SOURCE:
#####

With Manila hosting the summit of Association of Southeast Asian Nations (Asean) this week, it may be relevant to discuss “Asean aesthetics.” In fact, the Asean has been holding discussions on the matter; one was held in 1995 in Singapore, where this author made a presentation on “Philippine aesthetics.”
In our country paper, we defined aesthetics as “the power of intellection, a sense of beauty, taste and artistic competence for a learned understanding of a people and their country’s history.”
The clash between tradition and modernity remains a theme and concern in Asean art.
Awang Bin Sitai of Brunei Darussalam said, “My paintings are not (a) criticism of the West, but a symbolic form of statement on the phenomenon of modern changes that affect man’s attitude toward his own culture.” (The word “modern” is universal. It differs from Modernism, which is “a Western concept,” according to Emmanuel Torres).
The contemporary Brunei artists always try to complete their sense of aesthetics by showing “the powerful influence and effect that religious, political, social and cultural sensibilities have on (their) creative freedom,” said art critic Bujang.
Meanwhile, nationalism is always an integral part of Indonesian aesthetics. This does not preclude internationalism, which allows artists to depict themes that cross over continents and cultures.
Hadiwardoyo, the Indonesian delegate, said during the Dutch colonial period (1900-40), some paintings were “rooted in natural scenery and landscapes—which reflected the ideology of the middle-class imagery.”
Through the years, Indonesian aesthetics focused on themes such as poor farmers, factories, expensive vehicles of the wealthy, etc. In form, Indonesian aesthetics later hewed to abstraction and quasigeometric shapes, at times with Arabic calligraphy.
Redza Piyadasa gave five periods in the evolution of Malaysian aesthetics: regionalistic tendencies (1945-’50s); international orientations (1950s-’70s); neonationalistic and pan-Islamic (1970s-’90s); neoregionalistic (1980s-’90s); and postformalistic or postmodernistic (1990s-present).
Malaysia’s racial profile is diverse: Malays constitute 45 percent of the population; Chinese 35 percent; Indians 10 percent; and the Dyaks and Kadazans 10 percent. These constitute the pluralistic Malaysian aesthetics.
The pluralism that defines Philippine aesthetic is a verdict of its long cultural history, from prehistory to the present, often defined by colonial periods.
But martial law had the most powerful impact on the emergence of a new Philippine aesthetics.
Visual artists wielded their paint brushes and chisels to depict what they saw as the inhumanity of martial law. The artists crushed the foundation of western and classical art in which they are schooled, and introduced a yet another, and hitherto unexplored, Philippine aesthetics. Protest art was born.
Conversely, the State instituted the National Artist Award. Finally, artists were snatched from the fringes of Philippine society to man the frontline of Philippine art and culture.

#####

(Pointing entries)
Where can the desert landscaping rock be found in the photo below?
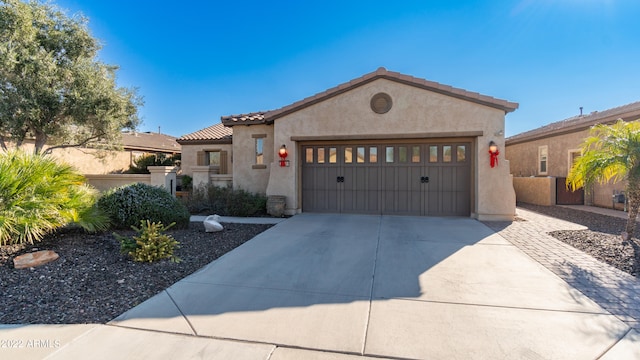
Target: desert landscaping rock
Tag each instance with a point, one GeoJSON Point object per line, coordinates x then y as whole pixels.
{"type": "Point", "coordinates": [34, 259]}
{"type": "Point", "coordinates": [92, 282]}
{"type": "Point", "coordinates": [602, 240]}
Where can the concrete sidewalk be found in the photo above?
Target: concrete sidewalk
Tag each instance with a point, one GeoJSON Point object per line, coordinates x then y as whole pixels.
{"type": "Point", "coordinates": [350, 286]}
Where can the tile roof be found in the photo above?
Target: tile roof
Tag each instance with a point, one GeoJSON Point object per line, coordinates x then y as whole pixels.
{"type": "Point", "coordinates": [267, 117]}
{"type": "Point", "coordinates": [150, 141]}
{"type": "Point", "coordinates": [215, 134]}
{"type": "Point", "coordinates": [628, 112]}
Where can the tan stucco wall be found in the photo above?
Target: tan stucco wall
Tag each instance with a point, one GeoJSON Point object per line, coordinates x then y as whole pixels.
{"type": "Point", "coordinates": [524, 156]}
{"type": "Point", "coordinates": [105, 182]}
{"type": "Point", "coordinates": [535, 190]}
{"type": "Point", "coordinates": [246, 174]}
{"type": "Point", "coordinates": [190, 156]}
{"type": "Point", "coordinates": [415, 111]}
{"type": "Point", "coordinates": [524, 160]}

#####

OBJECTIVE:
In three sentences, summarize the text on Asean aesthetics.

TASK RESPONSE:
With Manila hosting the Asean summit, the text turns to "Asean aesthetics," a topic Asean has discussed before, including at a 1995 meeting in Singapore where the author spoke on Philippine aesthetics. It notes that the clash between tradition and modernity remains a concern in Asean art, and it surveys Brunei, where artists weigh religious, political, social and cultural pressures on their freedom; Indonesia, where nationalism is central; and Malaysia, whose diverse population shapes a pluralistic aesthetics. In the Philippines, aesthetics reflects a long history often defined by colonial periods, but martial law had the strongest effect, giving rise to protest art, while the State created the National Artist Award and moved artists to the front of the nation's art and culture.